--- Exercise ---
All of the entries below, duplicated exactly, make up the answer.

--- Records for the task ---
● ● ● ● ●
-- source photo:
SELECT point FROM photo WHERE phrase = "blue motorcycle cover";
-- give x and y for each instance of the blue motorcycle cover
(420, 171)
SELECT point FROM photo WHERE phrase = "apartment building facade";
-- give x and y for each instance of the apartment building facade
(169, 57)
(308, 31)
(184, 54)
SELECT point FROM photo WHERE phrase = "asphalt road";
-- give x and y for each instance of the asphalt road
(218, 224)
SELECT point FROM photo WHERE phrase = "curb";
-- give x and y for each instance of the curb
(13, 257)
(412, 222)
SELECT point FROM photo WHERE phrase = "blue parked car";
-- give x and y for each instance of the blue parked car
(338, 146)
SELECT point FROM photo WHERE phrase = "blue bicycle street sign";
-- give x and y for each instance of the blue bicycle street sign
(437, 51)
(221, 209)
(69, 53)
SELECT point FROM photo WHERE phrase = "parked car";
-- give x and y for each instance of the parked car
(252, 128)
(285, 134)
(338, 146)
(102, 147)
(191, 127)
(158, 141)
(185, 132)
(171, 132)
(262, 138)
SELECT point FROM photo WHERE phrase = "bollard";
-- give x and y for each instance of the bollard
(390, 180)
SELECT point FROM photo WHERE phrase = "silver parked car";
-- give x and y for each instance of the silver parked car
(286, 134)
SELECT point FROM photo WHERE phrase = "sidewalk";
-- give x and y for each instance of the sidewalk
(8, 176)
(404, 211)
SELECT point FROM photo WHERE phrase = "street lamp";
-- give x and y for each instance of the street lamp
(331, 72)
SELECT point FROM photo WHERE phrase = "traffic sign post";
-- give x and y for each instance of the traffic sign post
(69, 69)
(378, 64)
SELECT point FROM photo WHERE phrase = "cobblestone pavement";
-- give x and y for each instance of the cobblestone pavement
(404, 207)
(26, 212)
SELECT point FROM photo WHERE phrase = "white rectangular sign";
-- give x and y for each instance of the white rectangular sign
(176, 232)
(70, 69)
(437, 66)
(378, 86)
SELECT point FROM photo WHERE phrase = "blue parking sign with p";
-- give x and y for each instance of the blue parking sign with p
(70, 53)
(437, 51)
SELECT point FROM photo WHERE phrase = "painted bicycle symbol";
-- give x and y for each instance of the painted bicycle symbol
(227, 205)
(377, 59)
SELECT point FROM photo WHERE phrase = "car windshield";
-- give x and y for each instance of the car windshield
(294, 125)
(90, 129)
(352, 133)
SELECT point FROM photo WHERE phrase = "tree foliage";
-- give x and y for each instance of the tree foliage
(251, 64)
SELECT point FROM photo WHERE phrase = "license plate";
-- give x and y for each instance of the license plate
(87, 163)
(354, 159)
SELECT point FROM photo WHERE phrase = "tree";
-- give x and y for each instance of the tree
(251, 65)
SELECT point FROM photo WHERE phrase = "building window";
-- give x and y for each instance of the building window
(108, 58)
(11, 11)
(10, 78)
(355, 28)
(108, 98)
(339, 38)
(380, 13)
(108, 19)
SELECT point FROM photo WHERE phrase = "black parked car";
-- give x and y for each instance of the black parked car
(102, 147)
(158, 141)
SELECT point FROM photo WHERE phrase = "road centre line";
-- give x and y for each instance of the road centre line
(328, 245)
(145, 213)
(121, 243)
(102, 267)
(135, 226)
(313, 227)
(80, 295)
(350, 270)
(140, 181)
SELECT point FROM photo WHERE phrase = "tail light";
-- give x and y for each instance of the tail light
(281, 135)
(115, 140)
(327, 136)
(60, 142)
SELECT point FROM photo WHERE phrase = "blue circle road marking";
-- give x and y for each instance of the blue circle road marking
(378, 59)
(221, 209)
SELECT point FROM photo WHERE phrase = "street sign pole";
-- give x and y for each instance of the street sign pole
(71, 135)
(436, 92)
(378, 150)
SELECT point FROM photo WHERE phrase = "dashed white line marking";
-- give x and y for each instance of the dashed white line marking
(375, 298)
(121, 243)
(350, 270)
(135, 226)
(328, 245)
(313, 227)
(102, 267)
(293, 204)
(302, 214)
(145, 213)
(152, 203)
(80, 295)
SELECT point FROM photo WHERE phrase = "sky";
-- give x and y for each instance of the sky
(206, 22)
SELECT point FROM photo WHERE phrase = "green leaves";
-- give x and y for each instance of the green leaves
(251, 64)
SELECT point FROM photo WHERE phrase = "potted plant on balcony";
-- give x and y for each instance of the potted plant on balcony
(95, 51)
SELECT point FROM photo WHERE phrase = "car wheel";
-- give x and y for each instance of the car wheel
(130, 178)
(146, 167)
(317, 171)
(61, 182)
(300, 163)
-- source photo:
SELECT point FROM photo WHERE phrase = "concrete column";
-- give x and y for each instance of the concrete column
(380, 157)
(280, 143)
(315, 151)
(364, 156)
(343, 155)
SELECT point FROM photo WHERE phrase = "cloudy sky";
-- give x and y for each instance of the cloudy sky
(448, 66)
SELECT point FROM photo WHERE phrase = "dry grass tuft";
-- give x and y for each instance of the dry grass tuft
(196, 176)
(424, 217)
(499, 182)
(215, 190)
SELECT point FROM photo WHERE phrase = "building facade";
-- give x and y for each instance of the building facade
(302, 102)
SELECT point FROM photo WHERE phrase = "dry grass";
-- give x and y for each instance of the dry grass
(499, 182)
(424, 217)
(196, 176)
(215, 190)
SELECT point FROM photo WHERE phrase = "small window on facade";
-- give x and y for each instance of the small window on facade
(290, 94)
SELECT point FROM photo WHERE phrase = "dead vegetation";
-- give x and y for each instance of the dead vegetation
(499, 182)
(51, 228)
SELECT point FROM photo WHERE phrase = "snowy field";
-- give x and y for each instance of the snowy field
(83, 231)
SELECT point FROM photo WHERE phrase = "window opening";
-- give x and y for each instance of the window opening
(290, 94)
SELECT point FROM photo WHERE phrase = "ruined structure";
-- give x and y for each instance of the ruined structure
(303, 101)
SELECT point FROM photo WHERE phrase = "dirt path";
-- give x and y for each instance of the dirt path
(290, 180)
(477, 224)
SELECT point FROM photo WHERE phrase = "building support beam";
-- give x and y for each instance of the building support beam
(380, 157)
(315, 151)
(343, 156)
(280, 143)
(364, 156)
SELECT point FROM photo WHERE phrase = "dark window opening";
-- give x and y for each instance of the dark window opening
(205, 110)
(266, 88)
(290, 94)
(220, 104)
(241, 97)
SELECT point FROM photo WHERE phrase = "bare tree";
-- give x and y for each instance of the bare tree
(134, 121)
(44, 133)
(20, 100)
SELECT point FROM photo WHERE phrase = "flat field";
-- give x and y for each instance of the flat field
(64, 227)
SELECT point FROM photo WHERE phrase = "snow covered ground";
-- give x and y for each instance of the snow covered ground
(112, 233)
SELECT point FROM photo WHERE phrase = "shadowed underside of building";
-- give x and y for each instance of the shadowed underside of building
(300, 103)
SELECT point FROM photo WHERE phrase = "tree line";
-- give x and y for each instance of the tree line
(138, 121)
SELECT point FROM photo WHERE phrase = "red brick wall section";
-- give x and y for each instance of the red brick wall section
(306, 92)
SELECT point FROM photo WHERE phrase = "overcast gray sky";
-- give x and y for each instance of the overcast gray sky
● ● ● ● ●
--- Output of the task ---
-- source photo:
SELECT point FROM photo WHERE phrase = "blue motorcycle cover";
-- give x and y for each instance of the blue motorcycle cover
(420, 171)
SELECT point FROM photo WHERE phrase = "apartment building facade";
-- give x and y for each instance of the apartment building facade
(169, 57)
(308, 31)
(184, 54)
SELECT point FROM photo WHERE phrase = "asphalt road";
-- give x and y for each instance of the asphalt road
(218, 224)
SELECT point FROM photo WHERE phrase = "curb";
-- give x and y for each instance of the curb
(13, 257)
(412, 222)
SELECT point FROM photo WHERE phrase = "blue parked car";
-- give x and y for each instance of the blue parked car
(338, 146)
SELECT point FROM photo WHERE phrase = "blue bicycle street sign";
-- give x and y for each instance of the blue bicycle street sign
(437, 51)
(221, 209)
(69, 53)
SELECT point FROM photo WHERE phrase = "parked car";
-- give x and y for each instance of the parked car
(252, 128)
(285, 134)
(338, 146)
(102, 147)
(191, 127)
(158, 141)
(185, 132)
(171, 132)
(262, 138)
SELECT point FROM photo WHERE phrase = "bollard";
-- give x and y for each instance of the bollard
(390, 180)
SELECT point FROM photo WHERE phrase = "silver parked car";
-- give x and y for each instance of the silver parked car
(286, 134)
SELECT point FROM photo WHERE phrase = "sidewalk";
-- give x and y for each instance of the sidewalk
(8, 176)
(404, 211)
SELECT point FROM photo WHERE phrase = "street lamp";
-- give x and y for each instance of the street lamp
(331, 72)
SELECT point FROM photo WHERE phrase = "traffic sign post";
-- give x and y for each instance of the traffic sign post
(69, 69)
(378, 64)
SELECT point FROM photo WHERE phrase = "cobblestone pavement";
-- give x and y for each instance of the cobblestone pavement
(404, 207)
(26, 212)
SELECT point FROM photo WHERE phrase = "white rectangular sign";
-- give x and y for each instance of the white rectangular sign
(176, 232)
(70, 69)
(437, 66)
(378, 86)
SELECT point FROM photo WHERE phrase = "blue parking sign with p";
-- give x and y for each instance of the blue parking sign with p
(70, 53)
(437, 51)
SELECT point FROM photo WHERE phrase = "painted bicycle symbol";
-- give x and y for each instance of the painted bicycle symbol
(227, 205)
(377, 59)
SELECT point FROM photo WHERE phrase = "car windshield";
-- give x and y for each instance of the car windshield
(294, 125)
(90, 129)
(352, 133)
SELECT point FROM photo WHERE phrase = "tree foliage";
-- give x and y for each instance of the tree foliage
(251, 64)
SELECT point FROM photo WHERE phrase = "license plate";
-- give x and y for each instance of the license plate
(87, 163)
(354, 159)
SELECT point FROM photo WHERE phrase = "tree";
-- give x and y for each instance of the tree
(251, 65)
SELECT point FROM photo WHERE phrase = "building window";
-- give x and y for each instance of the building window
(108, 58)
(11, 11)
(10, 78)
(355, 28)
(108, 98)
(339, 38)
(380, 13)
(108, 19)
SELECT point FROM photo WHERE phrase = "black parked car";
-- give x and y for each instance of the black parked car
(102, 147)
(158, 141)
SELECT point FROM photo WHERE phrase = "road centre line";
-- give x and y for each instance of the road centre line
(328, 245)
(145, 213)
(121, 243)
(102, 267)
(135, 226)
(313, 227)
(80, 295)
(350, 270)
(140, 181)
SELECT point FROM photo WHERE phrase = "tail light";
-- give x and y for each instance of the tail light
(281, 135)
(115, 140)
(327, 136)
(60, 142)
SELECT point FROM photo WHERE phrase = "blue circle road marking";
-- give x and y for each instance of the blue circle road marking
(378, 59)
(221, 209)
SELECT point FROM photo WHERE phrase = "street sign pole";
-- give x and y for each instance of the street sign pole
(71, 135)
(436, 92)
(378, 150)
SELECT point FROM photo WHERE phrase = "dashed white line marking";
-- give x and y for each instance of the dashed white line marking
(375, 298)
(121, 243)
(350, 270)
(135, 226)
(328, 245)
(313, 227)
(102, 267)
(293, 204)
(302, 214)
(145, 213)
(152, 203)
(80, 295)
SELECT point FROM photo WHERE phrase = "sky";
-- give x and y for each instance of the sky
(206, 22)
SELECT point FROM photo WHERE phrase = "green leaves";
-- give x and y for each instance of the green leaves
(251, 64)
SELECT point FROM photo WHERE phrase = "potted plant on balcony";
-- give x and y for each instance of the potted plant on balcony
(95, 51)
SELECT point FROM photo WHERE phrase = "car wheel";
-- give x and y for each instance of the car wheel
(130, 178)
(146, 167)
(317, 171)
(61, 182)
(300, 163)
-- source photo:
SELECT point FROM photo WHERE phrase = "concrete column";
-- give x and y for each instance of the concrete column
(380, 157)
(280, 143)
(315, 151)
(364, 156)
(343, 155)
SELECT point FROM photo WHERE phrase = "cloudy sky";
-- give x and y for each instance of the cloudy sky
(448, 66)
SELECT point FROM photo WHERE phrase = "dry grass tuft";
-- give x and y for each instance of the dry grass tuft
(196, 176)
(424, 217)
(499, 182)
(215, 190)
SELECT point FROM photo WHERE phrase = "building facade";
-- give x and y for each instance of the building facade
(302, 102)
SELECT point FROM photo WHERE phrase = "dry grass";
-- give x and y for each instance of the dry grass
(499, 182)
(424, 217)
(196, 176)
(215, 190)
SELECT point FROM photo WHERE phrase = "small window on facade";
-- give x and y for each instance of the small window on facade
(290, 94)
SELECT point FROM photo WHERE phrase = "dead vegetation";
-- give x and y for each instance of the dead vegetation
(499, 182)
(51, 228)
SELECT point FROM photo WHERE phrase = "snowy field";
-- give x and y for each instance of the snowy field
(83, 231)
SELECT point FROM photo WHERE phrase = "window opening";
-- give x and y for each instance of the window opening
(290, 94)
SELECT point FROM photo WHERE phrase = "ruined structure";
-- give x and y for each instance of the ruined structure
(303, 101)
SELECT point FROM photo WHERE phrase = "dirt path";
-- give x and y for each instance of the dirt path
(290, 180)
(477, 224)
SELECT point FROM photo WHERE phrase = "building support beam";
-- give x and y for each instance of the building support beam
(380, 157)
(315, 151)
(343, 156)
(280, 143)
(364, 156)
SELECT point FROM photo WHERE phrase = "dark window opening";
-- give x and y for each instance of the dark window opening
(205, 110)
(266, 88)
(290, 94)
(220, 104)
(241, 97)
SELECT point FROM photo WHERE phrase = "bare tree";
-- give x and y for each instance of the bare tree
(134, 121)
(44, 133)
(20, 100)
SELECT point FROM photo WHERE phrase = "flat field";
-- give x and y for each instance of the flat field
(64, 227)
SELECT point FROM photo WHERE phrase = "snow covered ground";
-- give x and y for each instance of the snow covered ground
(112, 233)
SELECT point FROM photo WHERE phrase = "shadowed underside of building";
-- give x and y for each instance of the shadowed underside of building
(300, 103)
SELECT point FROM photo WHERE phrase = "tree line";
-- give x and y for each instance of the tree line
(138, 121)
SELECT point FROM photo WHERE phrase = "red brick wall section";
-- give x and y for each instance of the red brick wall section
(306, 92)
SELECT point FROM photo WHERE phrase = "overcast gray sky";
-- give x and y for each instance of the overcast gray sky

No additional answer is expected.